(Entries taken from a collection)

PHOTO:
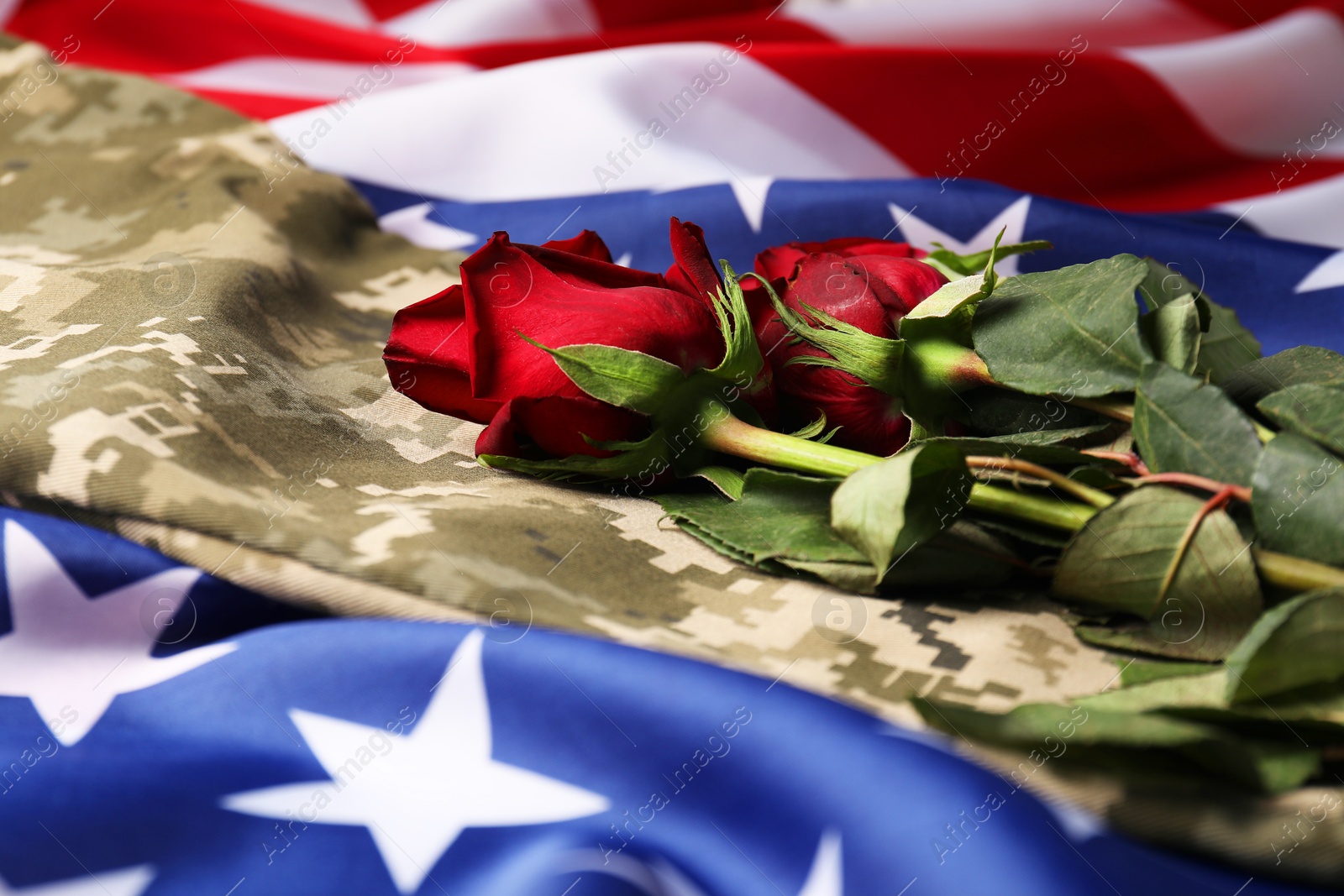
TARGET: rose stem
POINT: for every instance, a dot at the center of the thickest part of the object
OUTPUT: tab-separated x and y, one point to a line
1238	492
1095	497
734	437
730	436
1296	574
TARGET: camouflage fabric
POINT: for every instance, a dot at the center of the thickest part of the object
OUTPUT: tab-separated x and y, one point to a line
192	325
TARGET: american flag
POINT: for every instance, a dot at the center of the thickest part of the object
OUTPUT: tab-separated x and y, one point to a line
163	731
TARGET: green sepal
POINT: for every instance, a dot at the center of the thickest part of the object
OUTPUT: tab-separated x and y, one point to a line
948	312
743	360
618	376
873	359
816	430
952	265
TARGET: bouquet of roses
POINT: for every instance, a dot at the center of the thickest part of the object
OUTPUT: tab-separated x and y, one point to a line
882	418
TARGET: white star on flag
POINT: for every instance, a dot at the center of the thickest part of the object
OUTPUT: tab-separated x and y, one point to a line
125	882
924	235
73	654
428	788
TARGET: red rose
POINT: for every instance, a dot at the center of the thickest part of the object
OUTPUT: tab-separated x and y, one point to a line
463	352
866	282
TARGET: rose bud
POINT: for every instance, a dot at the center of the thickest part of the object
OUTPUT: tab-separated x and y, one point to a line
864	282
463	352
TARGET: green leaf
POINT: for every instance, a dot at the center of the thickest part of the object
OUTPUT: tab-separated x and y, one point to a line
1173	332
633	463
1073	329
1310	410
1124	555
1294	645
1195	687
1167	286
618	376
1292	367
1136	672
963	555
1047	728
1226	347
1315	712
1003	412
953	265
1225	344
725	479
780	515
1297	500
887	508
1182	425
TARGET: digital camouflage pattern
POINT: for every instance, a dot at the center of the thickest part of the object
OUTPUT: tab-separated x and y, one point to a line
192	325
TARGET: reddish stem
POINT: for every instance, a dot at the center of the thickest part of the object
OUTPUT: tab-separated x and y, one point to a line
1238	492
1128	458
1187	537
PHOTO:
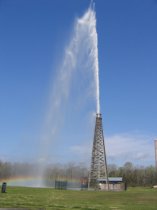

#### Task instructions:
A bare number is the whole answer: state how many lines in the data above contain "TARGET".

#### Answer box:
11